* **TEXT UNDER STUDY**:
★ ★ ★ ★ ★ ★ ★

Gaming-REIT partnerships are nothing new. Penn National Gaming led the way in exiting the real estate business in 2013 with the creation of separately traded Gaming and Leisure Properties. MGM followed with MGM Growth Properties, which now owns all of its gaming real estate with the exception of Bellagio, MGM Grand, Circus Circus and the new MGM Springfield in Massachusetts.
Springfield is under an option to MGM Growth, while recent news reports have it that separate deals are in the offing for Bellagio and the Grand (to Blackstone Group, which is already on the Strip with the Cosmopolitan) and Circus Circus (to Phil Ruffin, who also is on the Strip with the TI, which he bought from MGM during the recession). Bloomberg Intelligence gaming analyst Brian Egger believes Bellagio and the Grand could fetch upwards of $7 billion as a pair. Estimates surrounding Circus Circus price it in the neighborhood of $850 million. That’s a lot of money, even for MGM. Then again, MGM has its sights on a $10 billion super-resort in Osaka, Japan.
“It’s simply that they have the opportunity to monetize the real estate and to fund expansion,” Egger explained in a recent interview with GGB News. “It’s about balancing competing objectives: to keep leverage within manageable levels and pursue Japan.”
Gallaway loves the Circus Circus deal, for one, as much for its sizable land bank as the cash cow of a casino (though one in need of some TLC) that sits on a portion of it. “It’s just a win-win,” he told GGB News. “A great development play. I don’t know how Ruffin can go wrong with that.”

★ ★ ★ ★ ★ ★ ★

* **DATASET ENTRIES**:
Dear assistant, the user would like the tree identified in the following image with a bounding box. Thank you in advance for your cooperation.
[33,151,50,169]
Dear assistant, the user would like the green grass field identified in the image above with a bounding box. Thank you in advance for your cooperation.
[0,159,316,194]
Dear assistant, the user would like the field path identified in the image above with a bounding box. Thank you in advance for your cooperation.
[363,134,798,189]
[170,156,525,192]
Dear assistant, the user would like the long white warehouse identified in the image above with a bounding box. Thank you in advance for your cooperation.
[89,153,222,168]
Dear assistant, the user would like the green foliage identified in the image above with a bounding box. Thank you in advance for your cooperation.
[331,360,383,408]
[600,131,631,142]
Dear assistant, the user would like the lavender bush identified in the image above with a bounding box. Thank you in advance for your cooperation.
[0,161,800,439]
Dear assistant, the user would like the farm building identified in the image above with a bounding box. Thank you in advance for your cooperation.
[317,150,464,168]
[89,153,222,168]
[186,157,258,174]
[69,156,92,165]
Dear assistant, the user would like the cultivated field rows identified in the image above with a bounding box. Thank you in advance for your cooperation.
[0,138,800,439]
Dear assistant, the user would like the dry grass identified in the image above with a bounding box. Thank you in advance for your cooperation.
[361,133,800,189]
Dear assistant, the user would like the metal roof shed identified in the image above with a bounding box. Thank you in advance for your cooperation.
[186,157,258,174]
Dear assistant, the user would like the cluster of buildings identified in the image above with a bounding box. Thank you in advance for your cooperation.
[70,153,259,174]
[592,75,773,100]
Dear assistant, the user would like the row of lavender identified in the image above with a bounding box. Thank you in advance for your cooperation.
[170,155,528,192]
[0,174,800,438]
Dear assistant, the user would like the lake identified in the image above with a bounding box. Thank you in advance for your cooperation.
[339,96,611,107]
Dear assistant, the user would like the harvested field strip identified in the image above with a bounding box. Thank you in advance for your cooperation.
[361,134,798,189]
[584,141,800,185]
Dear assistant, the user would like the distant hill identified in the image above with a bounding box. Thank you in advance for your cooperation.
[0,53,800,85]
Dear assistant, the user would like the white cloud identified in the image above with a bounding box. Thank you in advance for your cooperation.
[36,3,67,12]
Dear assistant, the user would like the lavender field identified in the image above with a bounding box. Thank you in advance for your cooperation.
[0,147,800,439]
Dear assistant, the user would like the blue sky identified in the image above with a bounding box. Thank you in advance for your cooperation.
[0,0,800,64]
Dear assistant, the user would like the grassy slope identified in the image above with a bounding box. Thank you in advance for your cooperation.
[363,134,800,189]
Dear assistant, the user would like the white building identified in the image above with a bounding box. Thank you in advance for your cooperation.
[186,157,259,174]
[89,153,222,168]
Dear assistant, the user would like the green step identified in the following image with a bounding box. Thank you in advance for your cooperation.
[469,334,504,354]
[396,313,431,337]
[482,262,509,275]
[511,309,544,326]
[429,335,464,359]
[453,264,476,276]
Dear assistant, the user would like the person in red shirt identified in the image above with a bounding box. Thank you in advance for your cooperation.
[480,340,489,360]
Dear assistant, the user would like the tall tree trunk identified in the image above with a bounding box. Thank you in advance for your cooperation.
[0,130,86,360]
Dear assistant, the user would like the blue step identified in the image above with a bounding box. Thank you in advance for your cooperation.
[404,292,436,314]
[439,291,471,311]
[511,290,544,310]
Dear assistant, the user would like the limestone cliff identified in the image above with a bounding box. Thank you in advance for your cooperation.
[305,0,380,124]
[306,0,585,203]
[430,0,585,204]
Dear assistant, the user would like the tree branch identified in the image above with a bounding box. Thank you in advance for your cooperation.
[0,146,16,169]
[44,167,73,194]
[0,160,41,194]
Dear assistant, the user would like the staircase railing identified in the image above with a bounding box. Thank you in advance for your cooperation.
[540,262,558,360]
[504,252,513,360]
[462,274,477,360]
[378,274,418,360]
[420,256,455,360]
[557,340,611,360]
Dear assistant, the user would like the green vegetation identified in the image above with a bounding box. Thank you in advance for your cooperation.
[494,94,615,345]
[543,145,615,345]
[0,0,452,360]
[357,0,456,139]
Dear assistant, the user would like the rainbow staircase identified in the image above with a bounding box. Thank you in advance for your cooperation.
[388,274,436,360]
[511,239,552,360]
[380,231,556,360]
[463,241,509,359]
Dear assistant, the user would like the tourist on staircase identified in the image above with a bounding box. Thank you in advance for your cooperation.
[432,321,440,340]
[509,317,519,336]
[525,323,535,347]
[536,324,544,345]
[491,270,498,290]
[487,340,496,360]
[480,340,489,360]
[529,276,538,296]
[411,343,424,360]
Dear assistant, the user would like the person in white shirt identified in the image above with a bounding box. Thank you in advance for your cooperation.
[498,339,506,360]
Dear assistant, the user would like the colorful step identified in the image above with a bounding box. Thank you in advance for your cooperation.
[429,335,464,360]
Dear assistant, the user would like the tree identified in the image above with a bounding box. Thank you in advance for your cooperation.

★ ★ ★ ★ ★ ★ ★

* **REQUIRED ACTIONS**:
**1.** Answer these questions from the gaming-REIT text:
(a) In what year did Penn National Gaming create Gaming and Leisure Properties?
(b) How much does Brian Egger believe Bellagio and the Grand could fetch as a pair?
(c) According to Egger, which two objectives is MGM balancing?
**2.** Turn the paragraph of the gaming-REIT text beginning "Springfield is under an option" into a short bulleted list that keeps its main facts.
Answer from the gaming-REIT text only, not from the records.

* **RESULTS OF THE EXERCISE**:
**1.**
(a) 2013.
(b) Upwards of $7 billion.
(c) Keeping leverage within manageable levels and pursuing Japan.

**2.**
- Springfield is under an option to MGM Growth.
- News reports say Bellagio and the Grand may go to Blackstone Group, which already owns the Cosmopolitan on the Strip.
- Circus Circus may go to Phil Ruffin, who owns the TI on the Strip after buying it from MGM during the recession.
- Bloomberg Intelligence analyst Brian Egger thinks Bellagio and the Grand could fetch upwards of $7 billion together.
- Estimates put Circus Circus at around $850 million.
- MGM is aiming for a $10 billion super-resort in Osaka, Japan.